# Task
Rewrite the part of the Sanders rally article that opens with the words containing "DemocraticWhores has been" and closes with "on Thursday night.", putting "Holy See" in place of "Vatican".

# Page text

[Start of Attachment]

Thousands of cheering fans swarmed across New York's iconic park on Wednesday night, but a campaign surrogate created controversy with criticism of "corporate Democratic whores."
Photo by Mary Altaffer/AP

Thousands of Bernie Sanders supporters swarmed across New York's iconic Washington Square Park Wednesday night ahead of a make-or-break primary in the state on April 19.

The rally — one of the largest yet for the Vermont senator — drew some 27,000 people who filled the park and swarmed the surrounding streets of Greenwich Village, according to campaign estimates. The pre-speech line-up incorporated a slate of New York celebrities and bands including actress Rosario Dawson, filmmaker Spike Lee, and the indie-rock band Vampire Weekend, who performed at dusk at the base of the park's recognizable marble arch.


Sanders, who began his stump speech by noting he and wife, Jane, had left New York when they were kids, reiterated the campaign's belief that a win in New York would propel him to the White House.

He couched that statement later by saying that the state's closed primary system, which precludes independents and other unaffiliated voters from casting ballots, would provide a challenge to the campaign, but said that high voter turnout was the key to victory.

"I think we've got a surprise for the establishment," Sanders said to thunderous cheers. "I think that if we have a large voter turnout on Tuesday, we're gonna win this thing!"

Related: Vatican Says the Pope Didn't Invite Sanders and Isn't Planning to Meet With Him

Sanders surrogates also received rapturous applause for their introductory speeches, although healthcare activist and physician Paul Song caught some controversy when he referred to "corporate Democratic whores," while advocating for Sanders's single-payer healthcare system.

"Medicare-for-all will never happen if we continue to elect corporate Democratic whores who are beholden to big pharma and the private insurance industry instead of us," Song said Wednesday night.

The comments sparked criticism from Clinton supporters and the campaign's communications director Jennifer Palmieri, who called the language "distressing."

Song walked later back the comments in a tweet on Wednesday, while the Sanders campaign also tweeted Thursday:"Dr. Song's comment was inappropriate and insensitive. There's no room for language like that in our political discourse."


DemocraticWhores has been trending in the United States all of Thursday morning.

Wednesday's rally could provide Sanders with much-needed momentum as the senator prepares to dip out of campaign trail for a couple of days to head to the Vatican, where he'll sit in on a conference on social justice and environmental issues. The event also took place the evening before a much anticipated Democratic debate with rival Hillary Clinton on Thursday night.

Sanders will fly to Rome directly after the CNN-hosted debate, in a highly unusual move just days before a must-win primary on Tuesday. Clinton is currently polling between 10 and 14 points ahead of Sanders in the state. As late as February and March, Clinton led Sanders by as much as 21 points. Sanders Campaign Manager Jeff Weaver defended the decision to make the Vatican trip so close to the pivotal primary, telling Bloomberg that the invitation is a "can't miss opportunity," and "some things are more important than politics."

"When you get invited by the Vatican, I think you go," Weaver said.

[End of Attachment]

# Material provided

[Start of Attachment]

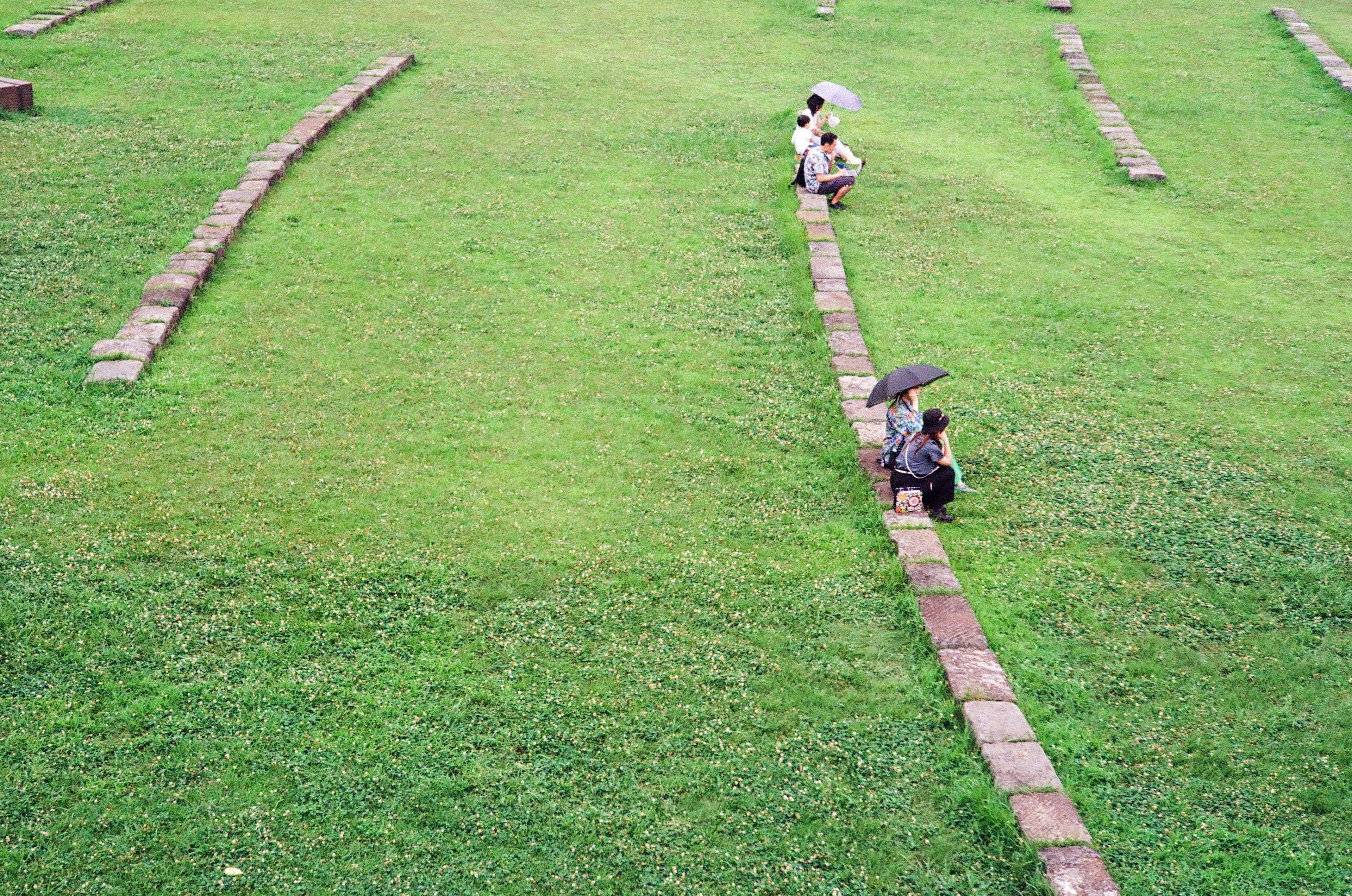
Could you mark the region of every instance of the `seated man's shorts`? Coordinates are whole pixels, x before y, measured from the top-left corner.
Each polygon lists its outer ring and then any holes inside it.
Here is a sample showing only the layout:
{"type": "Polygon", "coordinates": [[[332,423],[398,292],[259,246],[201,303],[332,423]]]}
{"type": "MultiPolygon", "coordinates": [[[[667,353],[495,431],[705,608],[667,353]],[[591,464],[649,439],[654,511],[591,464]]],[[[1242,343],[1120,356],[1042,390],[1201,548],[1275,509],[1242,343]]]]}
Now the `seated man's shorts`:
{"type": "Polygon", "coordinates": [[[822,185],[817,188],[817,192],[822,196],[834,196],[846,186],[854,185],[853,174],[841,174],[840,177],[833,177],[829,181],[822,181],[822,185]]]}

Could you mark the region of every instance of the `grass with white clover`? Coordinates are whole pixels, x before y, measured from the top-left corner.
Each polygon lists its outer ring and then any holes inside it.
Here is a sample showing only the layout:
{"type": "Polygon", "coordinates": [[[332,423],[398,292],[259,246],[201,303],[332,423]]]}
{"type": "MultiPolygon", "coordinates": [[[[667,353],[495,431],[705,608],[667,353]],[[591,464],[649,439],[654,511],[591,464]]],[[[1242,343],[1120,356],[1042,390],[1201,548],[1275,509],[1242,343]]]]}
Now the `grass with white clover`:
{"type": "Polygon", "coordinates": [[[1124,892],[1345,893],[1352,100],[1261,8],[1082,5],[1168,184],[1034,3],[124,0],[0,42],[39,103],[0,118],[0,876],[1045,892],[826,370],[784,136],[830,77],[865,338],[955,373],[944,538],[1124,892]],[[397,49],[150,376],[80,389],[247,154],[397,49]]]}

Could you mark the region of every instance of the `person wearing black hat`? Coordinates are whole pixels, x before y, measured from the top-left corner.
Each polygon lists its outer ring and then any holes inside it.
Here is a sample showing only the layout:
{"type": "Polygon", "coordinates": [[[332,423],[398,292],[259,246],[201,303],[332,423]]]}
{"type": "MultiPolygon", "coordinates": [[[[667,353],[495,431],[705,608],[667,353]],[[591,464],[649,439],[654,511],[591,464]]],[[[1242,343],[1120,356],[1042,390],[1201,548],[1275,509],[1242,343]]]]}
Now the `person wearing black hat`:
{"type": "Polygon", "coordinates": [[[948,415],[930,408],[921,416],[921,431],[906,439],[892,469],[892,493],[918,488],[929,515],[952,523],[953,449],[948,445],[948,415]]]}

[End of Attachment]

# Output for this exercise
DemocraticWhores has been trending in the United States all of Thursday morning.

Wednesday's rally could provide Sanders with much-needed momentum as the senator prepares to dip out of campaign trail for a couple of days to head to the Holy See, where he'll sit in on a conference on social justice and environmental issues. The event also took place the evening before a much anticipated Democratic debate with rival Hillary Clinton on Thursday night.